── Records supplied ──

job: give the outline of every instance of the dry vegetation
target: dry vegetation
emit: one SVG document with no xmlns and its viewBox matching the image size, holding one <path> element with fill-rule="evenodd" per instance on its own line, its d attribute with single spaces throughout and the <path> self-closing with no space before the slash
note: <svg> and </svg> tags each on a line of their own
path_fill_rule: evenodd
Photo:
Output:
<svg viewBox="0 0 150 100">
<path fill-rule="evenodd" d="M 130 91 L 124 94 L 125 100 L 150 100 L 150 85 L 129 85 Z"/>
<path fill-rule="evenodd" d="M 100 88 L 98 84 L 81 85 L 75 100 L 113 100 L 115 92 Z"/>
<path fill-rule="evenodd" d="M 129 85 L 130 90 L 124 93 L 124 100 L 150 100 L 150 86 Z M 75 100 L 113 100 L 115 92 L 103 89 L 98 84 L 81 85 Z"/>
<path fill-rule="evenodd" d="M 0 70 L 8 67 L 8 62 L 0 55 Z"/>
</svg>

───

Given problem ▸
Rewrite every line of the data above, requests included, and multiply each number in the answers (the viewBox dimensions and path coordinates) by 0.5, rounding to whole numbers with halves rounded up.

Exercise answer ▸
job: give the outline of every instance of the dry vegetation
target: dry vegetation
emit: one SVG document with no xmlns and its viewBox matching the image size, holding one <path> element with fill-rule="evenodd" per instance on its own line, its d attribute with single spaces throughout and the <path> self-closing with no space before the slash
note: <svg> and </svg> tags each on a line of their own
path_fill_rule: evenodd
Photo:
Output:
<svg viewBox="0 0 75 50">
<path fill-rule="evenodd" d="M 65 46 L 62 47 L 63 50 L 75 50 L 75 43 L 65 43 Z"/>
<path fill-rule="evenodd" d="M 50 44 L 49 42 L 41 43 L 38 50 L 57 50 L 58 46 Z"/>
<path fill-rule="evenodd" d="M 65 43 L 65 45 L 62 47 L 62 50 L 75 50 L 75 43 Z M 38 50 L 57 50 L 58 46 L 52 45 L 49 42 L 41 43 Z"/>
<path fill-rule="evenodd" d="M 0 35 L 4 34 L 4 31 L 0 28 Z"/>
</svg>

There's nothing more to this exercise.